Ortadoğu'da savaş hızla yayılıyor...
İsrail, hava saldırısıyla bir yıldır aralıksız bombaladığı Gazze'den sonra, Kuzey'e yöneldi ve Hizbullah'la mücadele adına Lübnan'ı da bombalamaya başladı.
Tıpkı Gazze gibi hedef gözetmeksizin -daha doğrusu inançlarının da emriyle(!) bilinçli bir şekilde- gerçekleştirdiği saldırılarla Lübnan'da da sivil katliamlarına devam ediyor.
Hemen şunu belirteyim...
"Hizbullah perdesiyle" İsrail, Lübnan'a saldırıyor.
Daha önce de yazmaya çalıştım...
Siyonist İsrail, örgütler üzerinden işgali ve gerçekleştirdiği katliamları bir zemine oturtuyor.
Bir kesim bu gerçeği bir türlü görmek istemiyor, çünkü ideolojik entegrizm devleti yadsımalarına sebep oluyor.
Diğer bir kesim de mezhep perdeli yayılma stratejisi güden İran'ın çıkarları için gerçekleştirdiği operasyonların sonuçlarını görmezden gelerek, propagandaya devam ediyorlar.
"Yine mi İran?" diyeceksiniz, "İsrail bu kadar katliam yaparken, içe dönük yazı yazmanın ne alemi var?"
Kimse kolaycılığa kaçmasın.
Hele hele sloganların arkasına sığınmasın.
Muhasebeyi derinleştirmek zorundayız.
İsrail'in nasıl yol aldığını, gazeteleri, haber sitelerini tarasın, manzarayı net bir şekilde görecektir.
Derdimiz hakikatse, inanın her şey gözümüzün önünde gerçekleşiyor.
Bir kere şunu hemen belirteyim...
Benim durduğum yer Cumhurbaşkanı Erdoğan'ın BM kürsüsünden İsrail özelinde 'kendi değerlerini bile hiçe sayan' batıyı hedef aldığı konuşmayla aynı.
"Gazze'de sadece çocuklar ölmüyor; BM sistemi de ölüyor, hakikat ölüyor, Batı'nın savunduğunu iddia ettiği değerler ölüyor, insanlığın daha adil bir dünyada yaşama umutları birer birer ölüyor." sözleri, insanlığın yaşadığı açmazın net ifadesidir.
Erdoğan, uluslararası sistemin iflas ettiğini bir kere daha söyledi, Nazilere benzettiği Siyonist İsrail'in bu gerçekliğin bir tezahürü olduğunun da altını çizdi.

Sorular ve görevler =>
1: Belge bölümüne dayanarak şu soruları cevaplayın:
(a) İsrail, Gazze'den sonra hangi yöne yöneldi ve hangi ülkeyi bombalamaya başladı?
(b) Erdoğan, Batı'yı hedef aldığı konuşmayı hangi kürsüden yaptı?
(c) Erdoğan, Siyonist İsrail'i kime benzetti?
2: Belge bölümündeki "Diğer bir kesim" sözlerinden "gözümüzün önünde gerçekleşiyor." sözlerine kadar olan kısmı hiçbir değişiklik yapmadan aktarın.
Aşağıdaki satırlar, belge bölümünden ayrı bir malzemedir.

Verilen satırlar =>
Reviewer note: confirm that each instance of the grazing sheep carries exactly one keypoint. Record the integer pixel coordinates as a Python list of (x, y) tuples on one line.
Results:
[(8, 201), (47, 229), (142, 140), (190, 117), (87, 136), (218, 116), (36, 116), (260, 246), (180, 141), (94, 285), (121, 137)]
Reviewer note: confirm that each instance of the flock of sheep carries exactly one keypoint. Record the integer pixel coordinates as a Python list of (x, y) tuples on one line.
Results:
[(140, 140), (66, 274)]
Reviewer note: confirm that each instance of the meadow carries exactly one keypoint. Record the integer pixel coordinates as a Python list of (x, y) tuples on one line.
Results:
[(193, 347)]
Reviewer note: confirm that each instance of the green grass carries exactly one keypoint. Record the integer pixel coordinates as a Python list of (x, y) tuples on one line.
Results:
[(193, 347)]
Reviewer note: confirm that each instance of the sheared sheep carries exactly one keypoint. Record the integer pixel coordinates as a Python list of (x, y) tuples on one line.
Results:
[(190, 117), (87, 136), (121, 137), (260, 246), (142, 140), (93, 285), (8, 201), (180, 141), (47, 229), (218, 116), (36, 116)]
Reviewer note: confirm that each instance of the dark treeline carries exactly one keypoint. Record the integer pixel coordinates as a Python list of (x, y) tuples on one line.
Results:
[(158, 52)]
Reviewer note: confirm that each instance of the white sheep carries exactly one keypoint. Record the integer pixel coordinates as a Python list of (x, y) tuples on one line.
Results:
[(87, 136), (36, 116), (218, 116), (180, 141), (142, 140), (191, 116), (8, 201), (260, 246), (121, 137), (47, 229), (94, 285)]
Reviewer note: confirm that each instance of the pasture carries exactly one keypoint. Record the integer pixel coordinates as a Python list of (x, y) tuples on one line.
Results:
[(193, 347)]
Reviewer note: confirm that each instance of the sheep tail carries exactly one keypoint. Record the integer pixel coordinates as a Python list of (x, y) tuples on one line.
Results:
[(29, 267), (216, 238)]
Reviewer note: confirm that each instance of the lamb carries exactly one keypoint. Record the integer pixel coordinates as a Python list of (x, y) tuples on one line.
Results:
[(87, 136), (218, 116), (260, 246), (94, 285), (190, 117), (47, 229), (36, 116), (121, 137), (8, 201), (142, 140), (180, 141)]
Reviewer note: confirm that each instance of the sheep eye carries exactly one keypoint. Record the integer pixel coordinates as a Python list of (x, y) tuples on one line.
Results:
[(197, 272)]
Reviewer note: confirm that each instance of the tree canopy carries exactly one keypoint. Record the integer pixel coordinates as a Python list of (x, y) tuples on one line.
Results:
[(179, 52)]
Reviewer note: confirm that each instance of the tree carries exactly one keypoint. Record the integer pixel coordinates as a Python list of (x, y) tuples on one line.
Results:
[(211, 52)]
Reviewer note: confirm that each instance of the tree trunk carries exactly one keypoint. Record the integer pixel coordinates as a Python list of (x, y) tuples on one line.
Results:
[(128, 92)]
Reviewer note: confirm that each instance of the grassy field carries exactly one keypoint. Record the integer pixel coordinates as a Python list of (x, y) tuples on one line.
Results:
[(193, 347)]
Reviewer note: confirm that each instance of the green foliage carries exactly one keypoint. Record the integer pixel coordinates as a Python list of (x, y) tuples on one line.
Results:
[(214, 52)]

Çözümler =>
1:
(a) Kuzey'e yöneldi ve Lübnan'ı bombalamaya başladı.
(b) BM kürsüsünden.
(c) Nazilere.

2:
Diğer bir kesim de mezhep perdeli yayılma stratejisi güden İran'ın çıkarları için gerçekleştirdiği operasyonların sonuçlarını görmezden gelerek, propagandaya devam ediyorlar.
"Yine mi İran?" diyeceksiniz, "İsrail bu kadar katliam yaparken, içe dönük yazı yazmanın ne alemi var?"
Kimse kolaycılığa kaçmasın.
Hele hele sloganların arkasına sığınmasın.
Muhasebeyi derinleştirmek zorundayız.
İsrail'in nasıl yol aldığını, gazeteleri, haber sitelerini tarasın, manzarayı net bir şekilde görecektir.
Derdimiz hakikatse, inanın her şey gözümüzün önünde gerçekleşiyor.